[SUPPLIED MATERIAL]
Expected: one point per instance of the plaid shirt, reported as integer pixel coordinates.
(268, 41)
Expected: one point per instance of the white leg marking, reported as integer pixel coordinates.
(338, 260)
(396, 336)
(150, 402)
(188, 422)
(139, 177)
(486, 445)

[TASK DESCRIPTION] The full listing above should be retyped without any alteration.

[SOLUTION]
Expected: one point per instance of the plaid shirt, reported as integer pixel coordinates.
(268, 41)
Expected: one point per instance of the white leg marking, reported as integer pixel coordinates.
(338, 260)
(396, 336)
(150, 402)
(188, 422)
(139, 177)
(486, 445)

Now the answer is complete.